═════ Record excerpts ═════
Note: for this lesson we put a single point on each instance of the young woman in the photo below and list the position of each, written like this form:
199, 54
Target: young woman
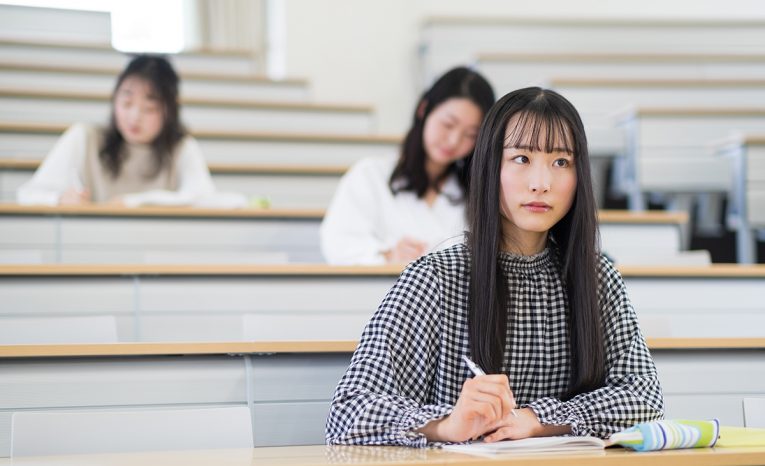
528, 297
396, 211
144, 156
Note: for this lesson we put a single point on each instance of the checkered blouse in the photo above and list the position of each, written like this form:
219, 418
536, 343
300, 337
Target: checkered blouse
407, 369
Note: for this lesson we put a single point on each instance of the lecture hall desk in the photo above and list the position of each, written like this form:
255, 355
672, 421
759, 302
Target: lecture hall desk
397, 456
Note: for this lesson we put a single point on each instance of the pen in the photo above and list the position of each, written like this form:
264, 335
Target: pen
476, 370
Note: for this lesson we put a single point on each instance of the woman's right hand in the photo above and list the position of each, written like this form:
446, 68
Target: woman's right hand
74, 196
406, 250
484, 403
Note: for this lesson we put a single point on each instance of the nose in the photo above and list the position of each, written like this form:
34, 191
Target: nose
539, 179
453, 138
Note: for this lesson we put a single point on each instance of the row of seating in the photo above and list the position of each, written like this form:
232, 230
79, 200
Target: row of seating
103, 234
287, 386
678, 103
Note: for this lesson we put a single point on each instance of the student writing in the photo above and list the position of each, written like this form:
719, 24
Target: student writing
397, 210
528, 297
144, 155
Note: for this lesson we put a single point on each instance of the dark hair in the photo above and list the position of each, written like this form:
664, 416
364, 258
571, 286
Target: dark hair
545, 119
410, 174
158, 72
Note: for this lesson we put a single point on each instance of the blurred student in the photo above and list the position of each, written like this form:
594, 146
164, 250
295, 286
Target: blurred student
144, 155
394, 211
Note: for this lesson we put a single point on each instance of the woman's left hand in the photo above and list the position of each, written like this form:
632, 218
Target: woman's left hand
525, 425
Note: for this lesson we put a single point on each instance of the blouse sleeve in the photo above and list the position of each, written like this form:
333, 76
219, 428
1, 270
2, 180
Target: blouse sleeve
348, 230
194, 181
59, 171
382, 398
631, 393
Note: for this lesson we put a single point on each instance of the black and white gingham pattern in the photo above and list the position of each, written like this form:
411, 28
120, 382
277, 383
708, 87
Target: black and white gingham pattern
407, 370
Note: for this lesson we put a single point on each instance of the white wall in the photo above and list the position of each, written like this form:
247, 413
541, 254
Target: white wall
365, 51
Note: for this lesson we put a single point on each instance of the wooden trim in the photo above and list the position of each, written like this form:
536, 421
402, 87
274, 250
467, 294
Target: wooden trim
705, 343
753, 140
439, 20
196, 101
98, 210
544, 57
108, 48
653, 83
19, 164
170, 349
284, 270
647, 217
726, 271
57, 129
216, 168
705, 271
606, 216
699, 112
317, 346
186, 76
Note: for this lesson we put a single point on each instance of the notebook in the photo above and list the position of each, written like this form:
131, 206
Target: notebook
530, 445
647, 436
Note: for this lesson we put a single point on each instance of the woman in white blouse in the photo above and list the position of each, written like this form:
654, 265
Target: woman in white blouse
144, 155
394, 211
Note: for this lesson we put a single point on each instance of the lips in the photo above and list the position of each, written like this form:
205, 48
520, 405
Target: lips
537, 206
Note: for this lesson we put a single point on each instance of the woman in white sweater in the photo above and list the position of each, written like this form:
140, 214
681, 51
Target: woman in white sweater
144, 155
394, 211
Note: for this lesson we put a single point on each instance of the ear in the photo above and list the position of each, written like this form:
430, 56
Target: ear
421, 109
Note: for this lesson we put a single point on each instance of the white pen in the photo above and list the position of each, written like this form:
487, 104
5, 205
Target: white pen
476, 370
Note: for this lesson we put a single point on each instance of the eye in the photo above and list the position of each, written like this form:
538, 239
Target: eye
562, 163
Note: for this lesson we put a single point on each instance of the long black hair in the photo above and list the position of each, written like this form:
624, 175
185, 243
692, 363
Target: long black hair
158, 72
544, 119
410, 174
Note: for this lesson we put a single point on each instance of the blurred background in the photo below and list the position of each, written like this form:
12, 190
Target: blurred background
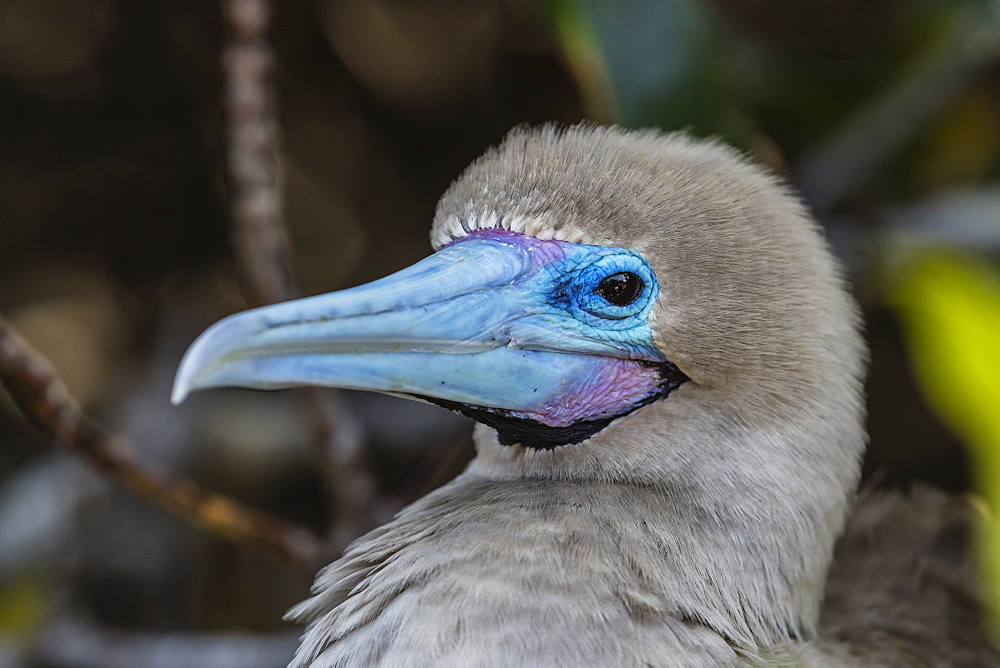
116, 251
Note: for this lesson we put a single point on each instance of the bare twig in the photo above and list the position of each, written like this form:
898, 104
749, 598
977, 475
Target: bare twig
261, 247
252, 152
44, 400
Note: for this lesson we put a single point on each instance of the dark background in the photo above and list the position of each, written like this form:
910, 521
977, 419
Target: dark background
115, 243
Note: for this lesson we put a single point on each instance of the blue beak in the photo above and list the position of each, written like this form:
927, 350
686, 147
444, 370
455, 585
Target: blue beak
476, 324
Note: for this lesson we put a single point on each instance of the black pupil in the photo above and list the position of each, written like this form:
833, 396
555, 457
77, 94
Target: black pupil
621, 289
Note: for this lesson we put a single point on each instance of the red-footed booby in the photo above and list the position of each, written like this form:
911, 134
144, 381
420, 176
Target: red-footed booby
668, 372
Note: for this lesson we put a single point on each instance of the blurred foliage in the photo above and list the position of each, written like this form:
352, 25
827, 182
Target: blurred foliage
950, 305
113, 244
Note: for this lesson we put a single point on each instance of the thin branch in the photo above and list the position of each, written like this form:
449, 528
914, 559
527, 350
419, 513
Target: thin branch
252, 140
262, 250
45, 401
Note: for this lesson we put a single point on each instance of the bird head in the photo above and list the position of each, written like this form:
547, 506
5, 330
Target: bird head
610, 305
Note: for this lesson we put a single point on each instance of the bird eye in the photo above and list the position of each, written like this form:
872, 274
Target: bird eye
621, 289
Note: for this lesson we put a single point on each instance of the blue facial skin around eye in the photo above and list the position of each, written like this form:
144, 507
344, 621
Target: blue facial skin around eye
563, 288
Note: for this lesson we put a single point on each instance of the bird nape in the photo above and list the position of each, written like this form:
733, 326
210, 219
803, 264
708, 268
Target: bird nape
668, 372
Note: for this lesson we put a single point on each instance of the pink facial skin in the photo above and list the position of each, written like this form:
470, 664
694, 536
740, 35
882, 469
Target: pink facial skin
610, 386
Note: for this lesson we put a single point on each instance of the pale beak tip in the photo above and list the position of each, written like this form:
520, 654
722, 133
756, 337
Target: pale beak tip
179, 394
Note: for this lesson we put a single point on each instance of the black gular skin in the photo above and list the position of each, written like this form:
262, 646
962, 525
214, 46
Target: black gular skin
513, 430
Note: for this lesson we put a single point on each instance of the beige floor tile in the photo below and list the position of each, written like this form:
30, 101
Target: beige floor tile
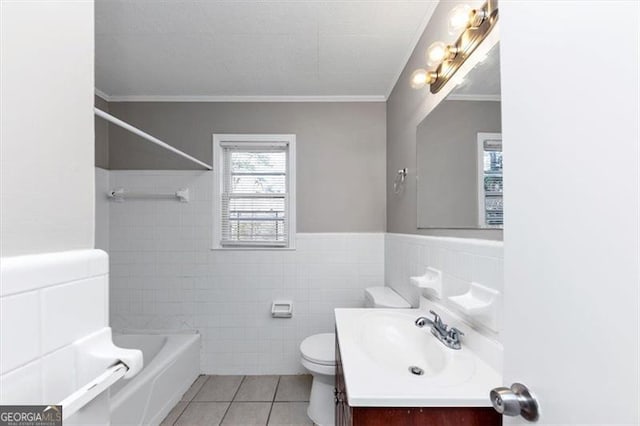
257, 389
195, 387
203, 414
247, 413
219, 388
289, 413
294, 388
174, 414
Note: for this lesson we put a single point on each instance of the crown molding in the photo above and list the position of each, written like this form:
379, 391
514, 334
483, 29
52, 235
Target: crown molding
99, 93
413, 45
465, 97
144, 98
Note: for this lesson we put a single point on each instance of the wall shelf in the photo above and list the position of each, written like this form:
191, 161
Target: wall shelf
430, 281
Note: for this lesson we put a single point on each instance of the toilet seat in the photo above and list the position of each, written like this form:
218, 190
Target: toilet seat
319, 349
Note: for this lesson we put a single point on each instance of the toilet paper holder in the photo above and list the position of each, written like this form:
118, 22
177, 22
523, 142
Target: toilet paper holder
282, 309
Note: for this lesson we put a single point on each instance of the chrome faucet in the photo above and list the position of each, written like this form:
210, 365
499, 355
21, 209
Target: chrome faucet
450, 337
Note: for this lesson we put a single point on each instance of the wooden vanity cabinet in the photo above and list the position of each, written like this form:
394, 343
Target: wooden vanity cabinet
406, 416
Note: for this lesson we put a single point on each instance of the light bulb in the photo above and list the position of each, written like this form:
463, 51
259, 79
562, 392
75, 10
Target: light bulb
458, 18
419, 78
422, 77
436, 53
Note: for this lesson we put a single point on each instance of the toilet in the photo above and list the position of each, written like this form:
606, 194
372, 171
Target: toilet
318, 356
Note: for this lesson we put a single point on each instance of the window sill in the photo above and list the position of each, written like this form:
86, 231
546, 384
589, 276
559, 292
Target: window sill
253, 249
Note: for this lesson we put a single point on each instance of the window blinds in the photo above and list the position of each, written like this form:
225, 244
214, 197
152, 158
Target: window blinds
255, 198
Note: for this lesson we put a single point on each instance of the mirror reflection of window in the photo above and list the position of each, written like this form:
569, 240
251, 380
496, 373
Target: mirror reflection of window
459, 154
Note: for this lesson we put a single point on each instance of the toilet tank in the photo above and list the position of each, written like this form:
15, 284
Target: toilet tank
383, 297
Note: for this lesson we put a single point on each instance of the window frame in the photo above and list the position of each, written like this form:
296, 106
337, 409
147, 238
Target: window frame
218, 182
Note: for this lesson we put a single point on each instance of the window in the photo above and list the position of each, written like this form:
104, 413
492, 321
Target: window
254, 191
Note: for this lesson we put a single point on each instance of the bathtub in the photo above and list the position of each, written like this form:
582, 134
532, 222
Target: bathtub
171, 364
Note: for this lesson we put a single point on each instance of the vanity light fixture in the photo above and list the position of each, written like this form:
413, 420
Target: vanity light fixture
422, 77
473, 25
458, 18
═════
Everything from the line containing "of the mirror" to the end of the data above should be quoted exactly, please, both ends included, and nothing outside that span.

Note: for this lesson we put a single point on each instance of the mirror reflection of window in the photo above and list the position of each, written like this form:
569, 240
251, 380
496, 373
Target: mirror reflection of window
459, 154
Note: for this lesson we put a single point on each instance of the toilet tank in the photo above and list the position of each, written like this form:
15, 284
Target: toilet tank
383, 297
Note: for this lesson we put a single point on each instance of the window frame in the photo above and list the position of each, written like this form:
296, 106
337, 409
147, 238
Target: window frame
218, 182
Note: for this lesson we put a single point on each instance of the window in the photo above and list the position of each, written like this form:
104, 413
492, 321
Target: window
254, 191
Note: for this lesson we put a single point on each instance of the bathtub in the photo above and list the position of each, written like this form:
582, 134
532, 222
Target: bathtub
171, 364
Note: for this lesson we put a single point on each instance of the vanity light fixture in the photo above and list the position of each, written like this form:
413, 420
Target: vanity light fixture
422, 77
473, 25
458, 18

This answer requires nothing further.